Gestellte Aufgaben
1 > Beantworte diese Fragen zum Bericht über das «Persönlich im Hof zu Wil»:
(a) Wer begrüsste die Gäste?
(b) Wer las die Horoskope?
(c) Welchen Betrag hat der Bundesrat für «Sion 2026» zugesagt?
2 > Wie könnte der Bericht über das «Persönlich im Hof zu Wil» nach dem letzten Satz weitergehen? Schreibe die Fortsetzung.

Auszug
..........

Beim «Persönlich im Hof zu Wil» verstand es Roland P. Poschung einmal mehr, die Ehrengästen auf eine subtile und angenehme Art «auszuhorchen».Zwar hatten sich bis vor einigen Tagen nur wenige Gäste für das «Persönlich im Hof zu Wil» angemeldet (Ferien, OLMA,Traumwetter), mit vereinten Kräften konnte aber eine erfreuliche Besucherschar angelockt werden. Schliesslich durfte man Interessantes aus dem Leben der beiden national und international tätigen Ehrengäste erfahren. Die obligaten Horoskope, gelesen von Helena Hohermuth, fehlten auch nicht. Daniel Schönenberger, Leiter der Volkshochschule Wil, begrüsste die Gäste.
Im Namen der Bevölkerung
Roland Poschung hatte sich sehr seriös vorbereitet und stellte allgemein interessierende Fragen. Die beiden Themen scheinen auf den ersten Moment weit auseinander, haben aber in der Realität wesentliche Gemeinsamkeiten. Das zeigt sich im Moment, wenn es um die Olympischen Spiele «Sion 2026» in der Schweiz geht, wo der Sport ohne die Politik kaum etwas bewirken kann. Eine Milliarde Franken hat der Bundesrat zugesagt, was Barbara Gysin enorm hoch findet und vor allem den Gigantismus anprangert. Sie ist überzeugt, dass die Spiele nicht stattfinden, speziell dann nicht, wenn das Volk an der Urne zustimmen müsste.

..........

Gespeicherte Einträge
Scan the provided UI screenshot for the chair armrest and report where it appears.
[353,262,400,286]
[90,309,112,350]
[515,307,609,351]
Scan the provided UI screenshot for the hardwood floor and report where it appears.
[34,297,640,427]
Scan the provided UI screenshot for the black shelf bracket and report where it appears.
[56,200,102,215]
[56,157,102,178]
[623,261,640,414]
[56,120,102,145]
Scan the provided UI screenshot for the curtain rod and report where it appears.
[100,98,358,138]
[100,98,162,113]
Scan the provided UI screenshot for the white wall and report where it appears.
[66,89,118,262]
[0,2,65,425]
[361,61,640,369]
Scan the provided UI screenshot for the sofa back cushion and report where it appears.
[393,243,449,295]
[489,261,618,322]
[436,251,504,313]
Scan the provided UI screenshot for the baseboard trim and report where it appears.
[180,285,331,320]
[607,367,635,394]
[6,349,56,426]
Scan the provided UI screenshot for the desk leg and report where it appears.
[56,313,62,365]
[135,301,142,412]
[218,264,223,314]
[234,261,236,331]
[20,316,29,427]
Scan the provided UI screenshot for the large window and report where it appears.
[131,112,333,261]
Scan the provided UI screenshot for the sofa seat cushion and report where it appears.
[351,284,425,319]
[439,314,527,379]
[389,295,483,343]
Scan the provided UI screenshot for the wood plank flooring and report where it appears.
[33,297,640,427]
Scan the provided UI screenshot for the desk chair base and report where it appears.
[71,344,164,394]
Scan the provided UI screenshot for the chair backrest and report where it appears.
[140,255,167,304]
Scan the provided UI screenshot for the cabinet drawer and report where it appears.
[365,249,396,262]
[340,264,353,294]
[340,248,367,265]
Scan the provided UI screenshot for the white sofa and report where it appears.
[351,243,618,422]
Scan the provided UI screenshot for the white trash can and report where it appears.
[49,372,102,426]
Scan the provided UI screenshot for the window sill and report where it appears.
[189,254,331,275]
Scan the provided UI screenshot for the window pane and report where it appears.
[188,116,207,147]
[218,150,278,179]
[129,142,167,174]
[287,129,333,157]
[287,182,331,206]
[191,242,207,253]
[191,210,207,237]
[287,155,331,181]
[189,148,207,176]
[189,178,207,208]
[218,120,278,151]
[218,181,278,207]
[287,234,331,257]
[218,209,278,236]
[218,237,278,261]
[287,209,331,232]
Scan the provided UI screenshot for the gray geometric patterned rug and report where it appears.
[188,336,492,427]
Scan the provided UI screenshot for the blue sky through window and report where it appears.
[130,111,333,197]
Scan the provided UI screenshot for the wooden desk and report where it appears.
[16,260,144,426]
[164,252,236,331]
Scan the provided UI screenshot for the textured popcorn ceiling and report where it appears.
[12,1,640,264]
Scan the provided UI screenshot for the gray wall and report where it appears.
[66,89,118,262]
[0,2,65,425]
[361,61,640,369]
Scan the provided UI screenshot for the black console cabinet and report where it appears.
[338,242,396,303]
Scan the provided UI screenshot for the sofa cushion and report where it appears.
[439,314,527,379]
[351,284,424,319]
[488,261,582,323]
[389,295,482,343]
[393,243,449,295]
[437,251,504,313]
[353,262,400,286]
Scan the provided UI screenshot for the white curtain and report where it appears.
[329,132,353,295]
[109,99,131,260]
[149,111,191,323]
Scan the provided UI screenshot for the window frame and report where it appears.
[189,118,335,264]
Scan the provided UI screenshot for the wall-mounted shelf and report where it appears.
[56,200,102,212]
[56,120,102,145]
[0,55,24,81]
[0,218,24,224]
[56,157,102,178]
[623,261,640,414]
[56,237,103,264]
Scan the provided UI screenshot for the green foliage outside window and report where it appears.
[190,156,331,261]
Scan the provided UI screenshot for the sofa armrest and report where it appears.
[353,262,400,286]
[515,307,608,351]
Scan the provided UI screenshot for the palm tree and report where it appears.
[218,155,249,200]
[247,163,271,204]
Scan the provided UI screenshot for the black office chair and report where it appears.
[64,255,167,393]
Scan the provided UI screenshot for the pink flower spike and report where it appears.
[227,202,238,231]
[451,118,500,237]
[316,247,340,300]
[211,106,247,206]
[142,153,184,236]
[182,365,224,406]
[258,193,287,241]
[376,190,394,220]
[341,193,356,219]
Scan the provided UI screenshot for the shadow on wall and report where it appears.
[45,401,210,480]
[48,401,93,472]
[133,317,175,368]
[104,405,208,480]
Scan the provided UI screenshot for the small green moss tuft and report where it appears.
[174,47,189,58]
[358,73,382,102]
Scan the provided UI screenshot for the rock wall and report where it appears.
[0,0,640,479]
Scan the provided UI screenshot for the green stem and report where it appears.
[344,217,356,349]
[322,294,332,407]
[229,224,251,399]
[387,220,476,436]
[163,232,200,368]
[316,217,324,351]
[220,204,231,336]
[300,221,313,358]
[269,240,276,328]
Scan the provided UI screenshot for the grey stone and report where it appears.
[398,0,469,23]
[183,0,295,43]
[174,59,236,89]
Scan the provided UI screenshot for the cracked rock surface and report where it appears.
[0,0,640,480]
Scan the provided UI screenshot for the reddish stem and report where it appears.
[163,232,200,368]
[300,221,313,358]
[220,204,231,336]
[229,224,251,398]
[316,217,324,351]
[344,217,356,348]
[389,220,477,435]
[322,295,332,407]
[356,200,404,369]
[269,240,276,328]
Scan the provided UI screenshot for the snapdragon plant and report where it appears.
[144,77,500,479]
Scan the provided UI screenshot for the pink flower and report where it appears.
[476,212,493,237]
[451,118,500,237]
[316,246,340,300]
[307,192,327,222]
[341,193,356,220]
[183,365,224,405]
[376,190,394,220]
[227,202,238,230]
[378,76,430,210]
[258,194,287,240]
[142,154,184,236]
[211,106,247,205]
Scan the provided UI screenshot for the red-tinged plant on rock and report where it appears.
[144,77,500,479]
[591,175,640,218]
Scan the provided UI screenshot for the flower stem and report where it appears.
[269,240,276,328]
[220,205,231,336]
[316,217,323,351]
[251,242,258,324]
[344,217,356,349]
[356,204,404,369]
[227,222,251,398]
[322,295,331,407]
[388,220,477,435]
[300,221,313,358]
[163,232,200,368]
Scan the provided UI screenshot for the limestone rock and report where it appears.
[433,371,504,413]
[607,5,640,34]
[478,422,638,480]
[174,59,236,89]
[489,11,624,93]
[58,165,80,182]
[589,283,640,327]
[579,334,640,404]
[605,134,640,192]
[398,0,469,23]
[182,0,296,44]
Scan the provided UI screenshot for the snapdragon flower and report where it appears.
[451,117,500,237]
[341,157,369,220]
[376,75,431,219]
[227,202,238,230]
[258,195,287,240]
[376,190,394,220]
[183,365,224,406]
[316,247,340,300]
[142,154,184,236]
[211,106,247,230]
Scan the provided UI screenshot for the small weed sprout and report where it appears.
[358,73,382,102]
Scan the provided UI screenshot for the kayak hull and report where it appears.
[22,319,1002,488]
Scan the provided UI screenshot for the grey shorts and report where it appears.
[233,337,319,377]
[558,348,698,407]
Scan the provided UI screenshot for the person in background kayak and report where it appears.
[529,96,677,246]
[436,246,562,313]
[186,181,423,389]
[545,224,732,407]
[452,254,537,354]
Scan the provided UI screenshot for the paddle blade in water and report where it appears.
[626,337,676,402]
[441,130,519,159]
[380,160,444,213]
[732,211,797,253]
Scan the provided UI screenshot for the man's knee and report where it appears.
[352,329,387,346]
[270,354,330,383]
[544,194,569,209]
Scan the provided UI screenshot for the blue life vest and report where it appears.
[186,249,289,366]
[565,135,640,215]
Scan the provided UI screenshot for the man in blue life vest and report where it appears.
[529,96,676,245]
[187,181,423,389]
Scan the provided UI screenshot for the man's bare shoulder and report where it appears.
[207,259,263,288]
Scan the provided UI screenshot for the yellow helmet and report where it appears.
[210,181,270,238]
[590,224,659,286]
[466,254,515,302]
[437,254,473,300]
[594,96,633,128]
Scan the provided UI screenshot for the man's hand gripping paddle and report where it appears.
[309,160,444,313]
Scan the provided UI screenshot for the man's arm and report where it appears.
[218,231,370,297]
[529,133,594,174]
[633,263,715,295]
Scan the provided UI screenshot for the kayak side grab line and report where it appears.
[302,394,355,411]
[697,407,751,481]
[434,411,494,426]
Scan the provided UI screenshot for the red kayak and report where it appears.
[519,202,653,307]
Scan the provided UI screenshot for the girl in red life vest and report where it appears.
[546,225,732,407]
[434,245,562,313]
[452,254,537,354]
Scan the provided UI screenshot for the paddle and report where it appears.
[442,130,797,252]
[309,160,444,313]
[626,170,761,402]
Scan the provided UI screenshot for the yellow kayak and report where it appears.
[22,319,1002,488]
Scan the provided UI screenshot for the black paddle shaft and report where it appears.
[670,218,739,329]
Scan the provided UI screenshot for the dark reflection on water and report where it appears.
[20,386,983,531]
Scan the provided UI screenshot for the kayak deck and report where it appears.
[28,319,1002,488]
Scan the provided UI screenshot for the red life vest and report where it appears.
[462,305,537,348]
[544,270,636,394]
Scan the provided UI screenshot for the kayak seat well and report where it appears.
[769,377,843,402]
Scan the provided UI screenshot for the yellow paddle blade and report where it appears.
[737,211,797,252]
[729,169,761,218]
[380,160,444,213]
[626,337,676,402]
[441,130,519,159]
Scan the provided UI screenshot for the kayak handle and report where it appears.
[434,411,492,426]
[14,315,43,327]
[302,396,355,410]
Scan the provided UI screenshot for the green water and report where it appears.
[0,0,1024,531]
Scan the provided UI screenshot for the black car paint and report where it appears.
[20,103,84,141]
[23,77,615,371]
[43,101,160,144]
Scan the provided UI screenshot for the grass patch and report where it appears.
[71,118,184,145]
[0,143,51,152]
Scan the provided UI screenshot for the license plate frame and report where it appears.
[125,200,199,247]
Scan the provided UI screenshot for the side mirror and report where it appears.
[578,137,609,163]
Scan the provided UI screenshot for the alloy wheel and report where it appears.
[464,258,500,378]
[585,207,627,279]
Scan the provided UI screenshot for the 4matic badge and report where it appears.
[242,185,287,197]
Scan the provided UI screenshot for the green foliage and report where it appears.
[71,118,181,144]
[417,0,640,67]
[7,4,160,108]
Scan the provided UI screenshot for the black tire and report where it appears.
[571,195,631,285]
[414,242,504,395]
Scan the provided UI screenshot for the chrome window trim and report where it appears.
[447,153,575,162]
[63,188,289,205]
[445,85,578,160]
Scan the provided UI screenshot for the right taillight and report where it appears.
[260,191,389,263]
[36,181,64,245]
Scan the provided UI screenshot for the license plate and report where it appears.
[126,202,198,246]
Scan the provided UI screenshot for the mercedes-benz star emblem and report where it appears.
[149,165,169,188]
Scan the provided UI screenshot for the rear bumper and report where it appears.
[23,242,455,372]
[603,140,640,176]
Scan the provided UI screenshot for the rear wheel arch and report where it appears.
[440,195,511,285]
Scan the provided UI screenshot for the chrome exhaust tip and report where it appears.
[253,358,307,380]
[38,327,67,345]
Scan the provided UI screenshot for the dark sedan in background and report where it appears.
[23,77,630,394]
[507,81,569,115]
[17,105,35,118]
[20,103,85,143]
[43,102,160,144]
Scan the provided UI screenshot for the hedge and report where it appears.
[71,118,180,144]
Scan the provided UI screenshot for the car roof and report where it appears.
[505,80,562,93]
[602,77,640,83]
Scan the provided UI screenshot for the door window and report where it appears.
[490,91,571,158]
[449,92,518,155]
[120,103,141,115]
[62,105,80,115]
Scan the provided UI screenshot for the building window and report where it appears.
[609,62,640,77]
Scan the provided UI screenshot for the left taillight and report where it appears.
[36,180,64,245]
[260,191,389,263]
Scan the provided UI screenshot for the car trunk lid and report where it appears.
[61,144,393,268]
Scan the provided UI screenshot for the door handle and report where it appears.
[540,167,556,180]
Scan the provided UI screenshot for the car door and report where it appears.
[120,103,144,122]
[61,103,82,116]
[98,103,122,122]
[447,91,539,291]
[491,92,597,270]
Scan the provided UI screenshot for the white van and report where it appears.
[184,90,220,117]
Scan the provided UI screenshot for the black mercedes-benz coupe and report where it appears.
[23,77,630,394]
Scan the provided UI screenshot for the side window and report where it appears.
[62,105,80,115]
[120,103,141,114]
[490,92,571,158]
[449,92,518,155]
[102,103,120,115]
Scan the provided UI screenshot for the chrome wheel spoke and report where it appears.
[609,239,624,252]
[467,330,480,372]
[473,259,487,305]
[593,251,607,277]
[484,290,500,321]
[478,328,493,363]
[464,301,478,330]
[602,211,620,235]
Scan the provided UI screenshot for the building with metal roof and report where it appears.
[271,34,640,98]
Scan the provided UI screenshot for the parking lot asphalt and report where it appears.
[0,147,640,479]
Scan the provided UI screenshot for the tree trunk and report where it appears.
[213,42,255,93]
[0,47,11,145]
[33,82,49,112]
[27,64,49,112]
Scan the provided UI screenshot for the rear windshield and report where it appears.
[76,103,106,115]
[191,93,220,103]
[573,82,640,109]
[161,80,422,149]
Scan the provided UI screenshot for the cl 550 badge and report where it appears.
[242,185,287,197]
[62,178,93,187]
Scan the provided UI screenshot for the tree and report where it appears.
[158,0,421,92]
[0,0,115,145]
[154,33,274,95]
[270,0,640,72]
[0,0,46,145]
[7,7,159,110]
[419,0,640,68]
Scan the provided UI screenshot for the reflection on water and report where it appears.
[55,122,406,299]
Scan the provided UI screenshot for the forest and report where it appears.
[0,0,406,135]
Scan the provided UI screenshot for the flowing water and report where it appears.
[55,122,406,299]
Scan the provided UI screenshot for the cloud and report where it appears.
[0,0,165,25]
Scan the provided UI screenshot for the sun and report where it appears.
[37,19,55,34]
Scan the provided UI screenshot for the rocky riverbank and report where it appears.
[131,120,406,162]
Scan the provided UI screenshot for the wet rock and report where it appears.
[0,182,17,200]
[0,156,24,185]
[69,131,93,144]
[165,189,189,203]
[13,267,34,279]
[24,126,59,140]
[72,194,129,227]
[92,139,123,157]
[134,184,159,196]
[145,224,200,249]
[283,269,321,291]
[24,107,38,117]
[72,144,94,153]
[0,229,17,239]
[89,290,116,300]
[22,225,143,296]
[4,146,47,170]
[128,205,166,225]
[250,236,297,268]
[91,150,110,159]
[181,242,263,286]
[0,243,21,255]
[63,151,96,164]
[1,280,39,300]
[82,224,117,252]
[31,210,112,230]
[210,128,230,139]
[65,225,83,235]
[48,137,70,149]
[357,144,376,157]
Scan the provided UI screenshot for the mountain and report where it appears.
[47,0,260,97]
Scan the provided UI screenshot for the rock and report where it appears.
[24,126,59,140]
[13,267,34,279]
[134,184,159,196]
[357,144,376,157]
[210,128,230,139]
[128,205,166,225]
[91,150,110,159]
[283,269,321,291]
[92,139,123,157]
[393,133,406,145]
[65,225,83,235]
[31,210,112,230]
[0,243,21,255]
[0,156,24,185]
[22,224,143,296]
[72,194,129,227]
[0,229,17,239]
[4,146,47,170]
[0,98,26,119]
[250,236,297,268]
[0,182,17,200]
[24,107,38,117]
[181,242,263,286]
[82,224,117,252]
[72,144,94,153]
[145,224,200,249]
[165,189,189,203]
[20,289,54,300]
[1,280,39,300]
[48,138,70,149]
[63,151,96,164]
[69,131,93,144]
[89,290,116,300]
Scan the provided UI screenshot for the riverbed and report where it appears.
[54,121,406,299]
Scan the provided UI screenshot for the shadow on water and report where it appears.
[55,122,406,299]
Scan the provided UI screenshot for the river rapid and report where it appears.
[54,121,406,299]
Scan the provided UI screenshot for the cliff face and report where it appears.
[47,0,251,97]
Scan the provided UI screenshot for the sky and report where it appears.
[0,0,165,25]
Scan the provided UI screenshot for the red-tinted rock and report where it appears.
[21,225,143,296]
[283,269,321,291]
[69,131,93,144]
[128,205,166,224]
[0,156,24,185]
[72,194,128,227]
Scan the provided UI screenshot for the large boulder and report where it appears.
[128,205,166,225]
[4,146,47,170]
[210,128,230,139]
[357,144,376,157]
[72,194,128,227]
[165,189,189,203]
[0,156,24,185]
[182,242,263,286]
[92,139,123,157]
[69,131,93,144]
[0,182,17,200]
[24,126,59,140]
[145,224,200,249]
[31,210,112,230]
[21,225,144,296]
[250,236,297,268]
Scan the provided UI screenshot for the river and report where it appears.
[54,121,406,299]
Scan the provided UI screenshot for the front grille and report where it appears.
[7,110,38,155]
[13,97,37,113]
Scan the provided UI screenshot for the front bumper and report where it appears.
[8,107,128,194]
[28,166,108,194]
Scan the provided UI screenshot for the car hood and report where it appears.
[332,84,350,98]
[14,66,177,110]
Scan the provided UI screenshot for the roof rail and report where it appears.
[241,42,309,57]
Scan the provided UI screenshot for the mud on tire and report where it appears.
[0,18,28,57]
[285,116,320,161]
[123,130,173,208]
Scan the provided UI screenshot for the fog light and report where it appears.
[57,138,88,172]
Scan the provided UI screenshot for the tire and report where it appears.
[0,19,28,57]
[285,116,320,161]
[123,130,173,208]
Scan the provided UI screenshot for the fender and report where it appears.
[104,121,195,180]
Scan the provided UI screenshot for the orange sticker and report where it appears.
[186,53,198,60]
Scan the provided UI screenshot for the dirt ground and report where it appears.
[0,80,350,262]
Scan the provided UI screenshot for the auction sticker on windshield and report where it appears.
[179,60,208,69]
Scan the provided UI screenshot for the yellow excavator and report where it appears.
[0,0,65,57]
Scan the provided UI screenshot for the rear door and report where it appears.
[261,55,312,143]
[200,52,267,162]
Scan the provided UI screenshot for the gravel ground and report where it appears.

..........

Ergebnisse der Übung
1 >
(a) Daniel Schönenberger, Leiter der Volkshochschule Wil
(b) Helena Hohermuth
(c) Eine Milliarde Franken

2 >
Olympiade im bescheidenen Rahmen
Ralph Stöckli hingegen betonte, dass eben dieser Gigantismus nicht geplant sei, die Spiele sollen in einem bescheidenen Rahmen ablaufen. Einziges grösseres Projekt wäre die Sprungschanze. In der Schweiz nicht gängige Sportarten wie Eisschnellauf gingen in Nachbarländer. Ausser dem Wallis würden den Anlass auch die Kantone Waadt, Bern, Freiburg und Graubünden mittragen.
Die engagierte Politikerin
Die Politik war der früheren Wiler Stadträtin und heutigen Nationalrätin Barbara Gysi nicht auf die Fahne geschrieben. Ihre Jugend verbrachte sie mit zwei Geschwistern in einem zürcherischen Bauerndorf, wo sie sich verschiedentlich engagierte. Leichtathletik und Kunstturnen waren ihre grossen Hobbys. Eine Zeit lang pflegte sie auch das Gleitschimfliegen und absolvierte etwa 200 Flüge. Die Kanti hätte sie gerne geschmissen, um Floristin zu werden – aber es kam anders. Sie wurde Sekundarlehrerin im naturwissenschaftlichen Bereich und bildete sich anschliessend zur Sozialpädagogin aus. Das brachte sie nach und nach in Richtung Wil, wo sie der SP beigetreten ist.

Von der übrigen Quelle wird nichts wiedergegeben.